Working data:

────────────────────

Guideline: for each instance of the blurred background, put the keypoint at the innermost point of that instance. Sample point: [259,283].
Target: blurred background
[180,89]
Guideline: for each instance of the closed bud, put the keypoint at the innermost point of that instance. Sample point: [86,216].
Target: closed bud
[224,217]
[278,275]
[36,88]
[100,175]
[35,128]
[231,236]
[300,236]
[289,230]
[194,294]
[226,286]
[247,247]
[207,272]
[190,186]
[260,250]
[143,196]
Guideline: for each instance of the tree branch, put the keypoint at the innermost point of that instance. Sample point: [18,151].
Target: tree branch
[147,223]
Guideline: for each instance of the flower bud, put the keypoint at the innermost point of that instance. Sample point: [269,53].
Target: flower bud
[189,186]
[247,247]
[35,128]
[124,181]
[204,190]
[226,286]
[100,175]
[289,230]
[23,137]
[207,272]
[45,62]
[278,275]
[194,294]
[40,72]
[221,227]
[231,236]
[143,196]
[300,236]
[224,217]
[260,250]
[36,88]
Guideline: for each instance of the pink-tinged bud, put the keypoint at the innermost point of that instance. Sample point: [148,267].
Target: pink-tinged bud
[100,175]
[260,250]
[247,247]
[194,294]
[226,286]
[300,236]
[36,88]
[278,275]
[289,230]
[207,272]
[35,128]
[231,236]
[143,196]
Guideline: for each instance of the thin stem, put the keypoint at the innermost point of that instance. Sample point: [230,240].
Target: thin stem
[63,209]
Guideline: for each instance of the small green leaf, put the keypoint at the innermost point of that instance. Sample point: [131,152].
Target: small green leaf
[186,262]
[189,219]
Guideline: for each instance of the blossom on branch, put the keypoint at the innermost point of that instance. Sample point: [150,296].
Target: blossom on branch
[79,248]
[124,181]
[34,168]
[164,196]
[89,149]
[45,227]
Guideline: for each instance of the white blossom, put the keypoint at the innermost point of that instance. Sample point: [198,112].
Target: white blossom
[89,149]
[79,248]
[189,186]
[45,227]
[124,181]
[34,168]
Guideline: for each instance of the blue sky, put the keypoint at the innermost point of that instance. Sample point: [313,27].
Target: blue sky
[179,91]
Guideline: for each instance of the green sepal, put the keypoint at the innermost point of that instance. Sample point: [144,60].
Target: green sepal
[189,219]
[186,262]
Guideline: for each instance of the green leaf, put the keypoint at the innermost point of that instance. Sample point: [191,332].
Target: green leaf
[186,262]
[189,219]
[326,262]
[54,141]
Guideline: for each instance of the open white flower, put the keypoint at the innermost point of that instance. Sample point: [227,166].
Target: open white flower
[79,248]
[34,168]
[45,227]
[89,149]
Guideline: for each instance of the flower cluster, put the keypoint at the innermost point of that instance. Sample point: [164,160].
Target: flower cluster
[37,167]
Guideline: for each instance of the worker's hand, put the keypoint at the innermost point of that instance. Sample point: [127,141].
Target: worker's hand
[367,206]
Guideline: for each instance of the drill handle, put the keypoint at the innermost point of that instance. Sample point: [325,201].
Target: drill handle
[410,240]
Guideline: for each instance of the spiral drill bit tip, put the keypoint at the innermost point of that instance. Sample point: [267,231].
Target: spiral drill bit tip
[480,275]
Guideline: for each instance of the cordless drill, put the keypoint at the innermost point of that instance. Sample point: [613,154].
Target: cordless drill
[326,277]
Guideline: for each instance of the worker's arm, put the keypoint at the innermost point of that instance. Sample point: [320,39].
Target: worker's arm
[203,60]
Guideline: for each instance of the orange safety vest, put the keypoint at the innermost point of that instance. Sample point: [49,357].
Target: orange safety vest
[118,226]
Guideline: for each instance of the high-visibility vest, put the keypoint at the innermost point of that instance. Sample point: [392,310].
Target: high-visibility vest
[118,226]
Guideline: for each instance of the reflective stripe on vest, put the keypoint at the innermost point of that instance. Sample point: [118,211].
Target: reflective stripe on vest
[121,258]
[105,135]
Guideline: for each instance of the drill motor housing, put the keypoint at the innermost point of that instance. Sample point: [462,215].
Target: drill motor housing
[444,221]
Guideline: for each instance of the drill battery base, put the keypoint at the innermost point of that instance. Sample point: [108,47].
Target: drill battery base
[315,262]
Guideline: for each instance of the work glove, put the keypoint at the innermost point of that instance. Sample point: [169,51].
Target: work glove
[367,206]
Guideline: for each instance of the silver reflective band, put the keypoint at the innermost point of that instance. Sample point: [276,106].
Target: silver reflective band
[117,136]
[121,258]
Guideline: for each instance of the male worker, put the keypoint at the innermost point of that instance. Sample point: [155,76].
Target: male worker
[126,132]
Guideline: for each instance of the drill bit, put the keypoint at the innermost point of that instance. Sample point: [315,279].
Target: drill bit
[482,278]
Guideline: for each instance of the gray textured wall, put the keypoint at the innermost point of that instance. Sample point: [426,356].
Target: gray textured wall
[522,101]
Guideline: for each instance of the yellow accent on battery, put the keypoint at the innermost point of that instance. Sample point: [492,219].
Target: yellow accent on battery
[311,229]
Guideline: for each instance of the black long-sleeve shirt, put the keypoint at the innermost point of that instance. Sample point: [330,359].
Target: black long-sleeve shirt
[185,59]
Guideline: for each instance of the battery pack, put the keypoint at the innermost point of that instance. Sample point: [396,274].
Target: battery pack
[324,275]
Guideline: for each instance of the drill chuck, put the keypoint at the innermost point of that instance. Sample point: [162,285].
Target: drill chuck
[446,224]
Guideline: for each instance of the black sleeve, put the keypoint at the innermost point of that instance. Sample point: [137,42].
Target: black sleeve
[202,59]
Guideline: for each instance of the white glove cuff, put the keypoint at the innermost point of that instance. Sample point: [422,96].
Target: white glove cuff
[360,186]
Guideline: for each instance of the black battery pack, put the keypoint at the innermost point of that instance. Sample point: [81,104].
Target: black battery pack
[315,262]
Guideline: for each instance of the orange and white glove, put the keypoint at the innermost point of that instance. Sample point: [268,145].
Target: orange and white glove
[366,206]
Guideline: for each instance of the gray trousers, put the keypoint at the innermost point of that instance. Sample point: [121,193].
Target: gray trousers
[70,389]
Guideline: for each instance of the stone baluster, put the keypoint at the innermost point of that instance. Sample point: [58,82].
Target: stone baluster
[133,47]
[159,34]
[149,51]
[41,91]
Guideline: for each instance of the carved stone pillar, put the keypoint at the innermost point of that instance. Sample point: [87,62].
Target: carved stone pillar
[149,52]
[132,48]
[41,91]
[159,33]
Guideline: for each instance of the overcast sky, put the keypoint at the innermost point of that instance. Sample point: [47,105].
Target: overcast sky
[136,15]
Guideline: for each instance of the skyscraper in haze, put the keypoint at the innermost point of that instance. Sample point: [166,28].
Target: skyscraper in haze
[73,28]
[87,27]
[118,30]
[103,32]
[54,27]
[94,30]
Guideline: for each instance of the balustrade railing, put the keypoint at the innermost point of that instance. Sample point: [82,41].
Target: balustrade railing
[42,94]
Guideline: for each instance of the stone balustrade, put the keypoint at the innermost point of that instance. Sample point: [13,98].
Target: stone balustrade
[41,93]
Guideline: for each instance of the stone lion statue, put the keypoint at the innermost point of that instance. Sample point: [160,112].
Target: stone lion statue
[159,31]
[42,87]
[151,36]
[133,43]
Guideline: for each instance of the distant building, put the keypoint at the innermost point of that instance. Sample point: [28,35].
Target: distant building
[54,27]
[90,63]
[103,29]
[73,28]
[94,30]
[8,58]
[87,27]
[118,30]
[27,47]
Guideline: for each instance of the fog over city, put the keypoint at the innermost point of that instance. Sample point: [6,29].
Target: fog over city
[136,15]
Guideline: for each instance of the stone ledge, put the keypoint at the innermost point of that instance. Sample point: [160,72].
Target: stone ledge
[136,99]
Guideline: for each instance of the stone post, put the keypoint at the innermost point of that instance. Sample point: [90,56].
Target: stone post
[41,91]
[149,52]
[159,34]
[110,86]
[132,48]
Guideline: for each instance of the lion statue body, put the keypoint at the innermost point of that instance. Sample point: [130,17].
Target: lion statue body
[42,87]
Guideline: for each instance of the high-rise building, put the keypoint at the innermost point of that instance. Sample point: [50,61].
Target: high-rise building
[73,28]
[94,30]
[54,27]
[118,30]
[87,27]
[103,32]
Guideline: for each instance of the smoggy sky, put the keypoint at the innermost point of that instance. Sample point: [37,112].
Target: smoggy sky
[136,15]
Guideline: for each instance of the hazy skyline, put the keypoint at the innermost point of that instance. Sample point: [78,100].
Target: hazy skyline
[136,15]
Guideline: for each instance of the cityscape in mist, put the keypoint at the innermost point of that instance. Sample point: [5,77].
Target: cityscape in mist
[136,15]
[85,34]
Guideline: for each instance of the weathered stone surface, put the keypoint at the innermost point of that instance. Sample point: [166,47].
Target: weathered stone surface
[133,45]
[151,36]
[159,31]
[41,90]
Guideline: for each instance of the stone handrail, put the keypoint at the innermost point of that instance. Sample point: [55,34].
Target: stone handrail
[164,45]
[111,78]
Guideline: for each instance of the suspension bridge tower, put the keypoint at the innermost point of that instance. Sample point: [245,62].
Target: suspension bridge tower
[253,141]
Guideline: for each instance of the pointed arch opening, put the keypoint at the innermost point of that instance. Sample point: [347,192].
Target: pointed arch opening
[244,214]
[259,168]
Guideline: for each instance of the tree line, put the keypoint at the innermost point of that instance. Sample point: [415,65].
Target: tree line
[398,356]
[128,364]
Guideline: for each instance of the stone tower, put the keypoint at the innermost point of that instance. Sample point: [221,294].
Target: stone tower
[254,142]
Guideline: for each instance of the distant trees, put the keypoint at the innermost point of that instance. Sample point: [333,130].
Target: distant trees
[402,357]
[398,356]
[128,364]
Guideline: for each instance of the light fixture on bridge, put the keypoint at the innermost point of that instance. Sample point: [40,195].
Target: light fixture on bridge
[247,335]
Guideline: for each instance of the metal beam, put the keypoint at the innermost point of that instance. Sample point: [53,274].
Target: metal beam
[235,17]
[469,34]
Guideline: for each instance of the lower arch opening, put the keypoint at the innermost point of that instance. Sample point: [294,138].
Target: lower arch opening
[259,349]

────────────────────

Task objective: Print the rows above again word for word, starting at the line that contains "Guideline: for each instance of the suspension" and ending at the last line of the rows, both included.

Finished answer:
Guideline: for each instance of the suspension bridge tower, put the keypoint at the innermost point of that instance. Sample point: [245,62].
Target: suspension bridge tower
[253,141]
Guideline: for each instance of the pointed arch opening, put the keypoint at the innermost point of that instance. Sample point: [347,192].
Target: pointed arch opening
[244,214]
[259,168]
Guideline: for each instance of the tree line, put the keypoint at the innermost point of that instance. Sample point: [415,65].
Target: tree line
[398,356]
[128,364]
Guideline: for each instance of the stone tower, put the keypoint at the innermost point of that instance. Sample point: [221,294].
Target: stone tower
[254,142]
Guideline: for each instance of the distant trees, put the keypoint at the innermost point of that instance. Sample point: [333,130].
Target: distant trees
[402,357]
[398,356]
[128,364]
Guideline: for each instance of the light fixture on bridge, put the keypoint at the innermost point of that instance. Sample point: [40,195].
Target: light fixture on bridge
[247,335]
Guideline: for each instance of the metal beam, put the keypoint at the innermost point of that instance. Sample point: [53,274].
Target: metal beam
[235,17]
[469,34]
Guideline: for each instance of the lower arch opening, put the keypoint at the innermost point of that instance. Sample point: [294,138].
Target: lower arch opening
[259,349]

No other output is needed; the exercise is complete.